# [EXERCISE DIRECTIONS]
Copy every line of the records below word for word, without any changes.
** start of DATA LISTING **
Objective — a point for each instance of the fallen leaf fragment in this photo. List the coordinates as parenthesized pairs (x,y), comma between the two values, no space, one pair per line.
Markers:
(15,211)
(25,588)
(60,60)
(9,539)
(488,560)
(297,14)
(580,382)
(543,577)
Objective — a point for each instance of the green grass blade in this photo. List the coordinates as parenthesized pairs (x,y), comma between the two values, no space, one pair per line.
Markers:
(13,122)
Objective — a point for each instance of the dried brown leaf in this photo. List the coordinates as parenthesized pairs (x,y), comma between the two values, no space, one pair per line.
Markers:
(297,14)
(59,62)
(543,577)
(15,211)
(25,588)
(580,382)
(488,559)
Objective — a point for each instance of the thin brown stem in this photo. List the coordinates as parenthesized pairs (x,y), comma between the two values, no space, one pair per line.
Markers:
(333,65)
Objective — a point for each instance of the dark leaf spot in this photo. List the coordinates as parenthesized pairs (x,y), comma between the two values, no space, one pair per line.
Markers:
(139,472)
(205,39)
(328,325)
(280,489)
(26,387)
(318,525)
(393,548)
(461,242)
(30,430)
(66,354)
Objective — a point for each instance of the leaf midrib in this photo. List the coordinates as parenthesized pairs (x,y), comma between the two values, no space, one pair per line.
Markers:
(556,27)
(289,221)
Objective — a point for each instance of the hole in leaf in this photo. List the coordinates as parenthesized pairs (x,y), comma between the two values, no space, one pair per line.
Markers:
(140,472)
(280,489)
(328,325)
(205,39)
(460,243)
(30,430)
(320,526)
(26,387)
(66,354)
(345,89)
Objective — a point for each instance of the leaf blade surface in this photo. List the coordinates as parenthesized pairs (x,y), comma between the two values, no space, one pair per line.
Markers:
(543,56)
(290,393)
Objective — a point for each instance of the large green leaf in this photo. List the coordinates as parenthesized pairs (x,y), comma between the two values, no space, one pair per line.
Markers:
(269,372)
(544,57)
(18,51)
** end of DATA LISTING **
# [THE SOLUTION]
Objective — a point for each instance of the fallen leaf fragment in this photo. List the coordinates as parenthesized pairs (x,y), comma between the two values, no space, one pair per line.
Markers:
(15,211)
(25,588)
(60,60)
(9,539)
(488,560)
(297,14)
(580,382)
(543,577)
Objective — a point for each instance of the green grass blade in this photo. List the coordinates as parenthesized pairs (x,y), comma between the two values, no space, one pair per line.
Markers:
(13,122)
Objective — a point for each instance of the dried brown leaf in this photo. List the coordinates as parenthesized pairs (x,y), comma between the two values, no space, one pair per line.
Markers:
(297,14)
(59,62)
(543,577)
(15,211)
(25,588)
(580,382)
(488,559)
Objective — a point for each instance of the thin brown stem in this photo. List the coordinates as parenthesized pairs (x,y), comma between the two values, no space, one pair per line.
Markers:
(333,65)
Objective — a point for each instance of the dark leaf spot in this photo. List the coordinates as parenthesized pairs (x,y), comma between the two values, no space, one pair per line.
Markers:
(139,472)
(205,39)
(328,325)
(280,489)
(26,387)
(318,525)
(393,548)
(461,242)
(30,430)
(66,354)
Objective — a point for each instance of the leaf midrib in this photo. List the coordinates as parenthesized pairs (x,y), comma between the two values, no space, one pair per line.
Markers:
(556,27)
(289,221)
Objective — a point for each instance of the hole in leaf in this photo. List the coordinates as parenthesized pairs (x,y), comma between the two values, no space, one pair per line.
Markers:
(140,472)
(280,489)
(328,325)
(205,39)
(460,243)
(30,430)
(320,526)
(26,387)
(66,354)
(345,89)
Objective — a point for each instance of the leaf blade surface in this photo. List the coordinates as parenthesized pairs (x,y), comma between the two values, no space, one pair per line.
Markers:
(543,56)
(290,393)
Objective — a point for each instance of the large green leaf in this photo. List the coordinates as parenthesized pairs (x,y), comma between the two values, no space, one pair per line.
Markers:
(269,372)
(544,57)
(18,51)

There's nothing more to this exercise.